Pick out every line of the records below that contains the string "point", matching case exactly, and copy each one.
----- MATERIALS PROVIDED -----
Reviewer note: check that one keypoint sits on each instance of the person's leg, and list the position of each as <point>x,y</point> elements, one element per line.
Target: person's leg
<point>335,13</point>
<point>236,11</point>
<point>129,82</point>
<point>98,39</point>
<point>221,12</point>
-----
- _ANSWER IN FULL_
Reviewer note: check that one keypoint sits on each instance of the person's leg, and list the position of each as <point>x,y</point> elements, one element per line.
<point>335,13</point>
<point>236,11</point>
<point>129,82</point>
<point>98,39</point>
<point>221,12</point>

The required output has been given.